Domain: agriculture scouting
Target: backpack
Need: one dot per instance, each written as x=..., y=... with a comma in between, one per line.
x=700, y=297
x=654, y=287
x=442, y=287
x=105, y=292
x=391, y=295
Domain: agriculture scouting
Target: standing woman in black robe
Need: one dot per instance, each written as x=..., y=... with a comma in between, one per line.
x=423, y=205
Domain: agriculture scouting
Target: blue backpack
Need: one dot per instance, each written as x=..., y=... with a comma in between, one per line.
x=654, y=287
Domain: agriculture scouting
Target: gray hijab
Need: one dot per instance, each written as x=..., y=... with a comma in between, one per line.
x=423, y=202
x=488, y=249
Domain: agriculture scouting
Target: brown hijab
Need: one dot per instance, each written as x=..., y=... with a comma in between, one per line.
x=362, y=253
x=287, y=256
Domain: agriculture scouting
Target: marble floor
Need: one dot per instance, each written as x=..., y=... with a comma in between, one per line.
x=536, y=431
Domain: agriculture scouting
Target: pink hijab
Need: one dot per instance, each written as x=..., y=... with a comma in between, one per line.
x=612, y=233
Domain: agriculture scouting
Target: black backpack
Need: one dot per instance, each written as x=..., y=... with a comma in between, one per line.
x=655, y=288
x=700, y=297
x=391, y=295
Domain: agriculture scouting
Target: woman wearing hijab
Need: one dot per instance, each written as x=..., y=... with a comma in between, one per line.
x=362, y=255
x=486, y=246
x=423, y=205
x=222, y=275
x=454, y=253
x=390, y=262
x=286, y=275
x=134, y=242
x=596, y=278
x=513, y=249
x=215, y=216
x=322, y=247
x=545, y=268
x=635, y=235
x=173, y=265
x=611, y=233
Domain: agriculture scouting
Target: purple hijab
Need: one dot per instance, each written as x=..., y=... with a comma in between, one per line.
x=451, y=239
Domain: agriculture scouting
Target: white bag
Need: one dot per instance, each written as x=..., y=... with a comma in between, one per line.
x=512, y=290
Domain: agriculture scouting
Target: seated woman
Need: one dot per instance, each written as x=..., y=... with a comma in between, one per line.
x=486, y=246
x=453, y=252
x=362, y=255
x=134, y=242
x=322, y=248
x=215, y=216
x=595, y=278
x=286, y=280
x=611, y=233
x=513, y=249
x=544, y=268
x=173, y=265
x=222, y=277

## What you need to do
Extract from the lines above each one that contains the string "backpack", and reproduce those lines in their original order.

## Answer for this exercise
Target: backpack
Target: blue backpack
Target: black backpack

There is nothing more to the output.